Wednesday, November 2, 2011
Losing Faith in Humanity...
So every once in a while I come across a patient that really affects me. There's been this couple who over the course of the last year have been coming in periodically to the E.D. Usually, one or the other of them is sick. Really sick. Respiratory type problems: pneumonia, the flu, difficulty breathing.
They're usually dirty. Unkempt is what I dictate. Or poor hygiene. But they always seem grateful for what we can do for them. A meal, a ride, free medications.
The woman came in again the other night. Shortness of breath. Smelling of motor oil. A friend was letting them stay in their garage since she's been sick. Because you see, they're homeless. Living under a bridge by the river. As, I was leaving that night, driving past the spot where they've told me they live, I felt bad. Felt like I should do something more.
You always maintain professional distance from your patients, but there's some patients that just affect you. I started to wonder what I could do. Not a hand out, but a job offer. Maybe something simple like yard work, maybe. The thought stays with me throughout the night.
The next day I hear the patient was discharged to home; she'd come in feeling short of breath from all the meth she used. Then I get angry. Seriously? You're homeless, you couldn't stay in the hospital the last time because you had to go back to your campground and "feed the dogs;" you already spend your money on cigarettes and now you're also using meth.
Seriously? Sometimes I wish I was back in surgery. A piece of skin under the drape. See the problem, remove/replace/fix the problem. Because sometimes the things I hear about my patients just makes me wonder, seriously?
---
* EXERCISE SET *
1/ According to the blog post, where is the homeless couple living?
2/ Reproduce everything in the blog post from "They're usually dirty." down to "do something more.".
Rely only on the blog post when responding.

Records drawn from a dataset
---
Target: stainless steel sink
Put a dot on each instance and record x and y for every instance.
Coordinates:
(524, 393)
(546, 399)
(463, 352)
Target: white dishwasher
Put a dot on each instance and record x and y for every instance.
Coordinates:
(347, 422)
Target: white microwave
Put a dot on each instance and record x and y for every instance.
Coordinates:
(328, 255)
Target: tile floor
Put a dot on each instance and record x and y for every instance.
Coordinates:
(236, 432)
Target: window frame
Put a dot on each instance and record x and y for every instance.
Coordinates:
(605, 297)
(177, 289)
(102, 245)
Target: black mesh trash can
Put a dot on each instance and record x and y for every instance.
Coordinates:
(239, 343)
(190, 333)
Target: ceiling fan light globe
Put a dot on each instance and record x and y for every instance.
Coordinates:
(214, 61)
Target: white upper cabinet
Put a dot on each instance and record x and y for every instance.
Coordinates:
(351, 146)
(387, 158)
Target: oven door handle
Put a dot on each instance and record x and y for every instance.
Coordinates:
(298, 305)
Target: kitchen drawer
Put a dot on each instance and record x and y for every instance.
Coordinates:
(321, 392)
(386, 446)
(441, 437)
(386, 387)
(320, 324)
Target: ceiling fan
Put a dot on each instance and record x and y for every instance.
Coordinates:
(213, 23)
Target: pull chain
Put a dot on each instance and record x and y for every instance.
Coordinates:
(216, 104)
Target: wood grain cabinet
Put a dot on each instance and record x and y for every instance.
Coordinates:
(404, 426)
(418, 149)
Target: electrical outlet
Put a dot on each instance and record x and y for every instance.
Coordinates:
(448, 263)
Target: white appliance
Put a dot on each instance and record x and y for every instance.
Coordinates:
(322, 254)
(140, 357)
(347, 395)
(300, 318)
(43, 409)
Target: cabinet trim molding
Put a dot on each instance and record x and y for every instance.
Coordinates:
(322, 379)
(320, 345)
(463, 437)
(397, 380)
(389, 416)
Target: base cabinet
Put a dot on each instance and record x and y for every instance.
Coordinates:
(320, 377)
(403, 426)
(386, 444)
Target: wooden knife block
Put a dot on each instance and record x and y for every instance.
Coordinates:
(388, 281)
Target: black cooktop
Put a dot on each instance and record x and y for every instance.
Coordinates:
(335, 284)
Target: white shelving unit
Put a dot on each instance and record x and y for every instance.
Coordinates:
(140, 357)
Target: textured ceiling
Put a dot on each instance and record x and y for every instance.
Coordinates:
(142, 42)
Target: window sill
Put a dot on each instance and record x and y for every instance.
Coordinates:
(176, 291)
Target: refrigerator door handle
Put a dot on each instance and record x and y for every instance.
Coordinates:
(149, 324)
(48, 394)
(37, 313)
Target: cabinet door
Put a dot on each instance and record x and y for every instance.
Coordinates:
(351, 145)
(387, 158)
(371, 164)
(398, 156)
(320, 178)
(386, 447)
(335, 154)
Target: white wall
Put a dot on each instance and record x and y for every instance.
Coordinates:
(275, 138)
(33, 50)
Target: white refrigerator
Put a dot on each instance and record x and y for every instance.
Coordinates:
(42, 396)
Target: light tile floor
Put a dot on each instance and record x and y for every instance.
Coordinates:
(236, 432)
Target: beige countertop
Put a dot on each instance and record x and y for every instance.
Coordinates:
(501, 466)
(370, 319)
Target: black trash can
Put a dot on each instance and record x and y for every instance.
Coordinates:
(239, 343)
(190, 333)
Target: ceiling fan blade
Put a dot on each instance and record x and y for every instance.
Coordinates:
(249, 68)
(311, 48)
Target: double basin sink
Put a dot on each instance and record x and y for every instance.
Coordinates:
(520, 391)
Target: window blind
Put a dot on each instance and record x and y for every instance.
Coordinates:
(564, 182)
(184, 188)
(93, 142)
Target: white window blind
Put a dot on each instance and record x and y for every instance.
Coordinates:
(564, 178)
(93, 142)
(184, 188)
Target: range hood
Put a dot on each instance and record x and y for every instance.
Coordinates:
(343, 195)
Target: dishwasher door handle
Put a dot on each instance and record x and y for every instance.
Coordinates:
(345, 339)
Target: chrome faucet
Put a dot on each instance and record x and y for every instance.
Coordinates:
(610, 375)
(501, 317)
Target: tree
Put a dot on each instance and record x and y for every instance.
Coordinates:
---
* SOLUTIONS TO THE TASKS *
1/ Under a bridge by the river.

2/
They're usually dirty. Unkempt is what I dictate. Or poor hygiene. But they always seem grateful for what we can do for them. A meal, a ride, free medications.
The woman came in again the other night. Shortness of breath. Smelling of motor oil. A friend was letting them stay in their garage since she's been sick. Because you see, they're homeless. Living under a bridge by the river. As, I was leaving that night, driving past the spot where they've told me they live, I felt bad. Felt like I should do something more.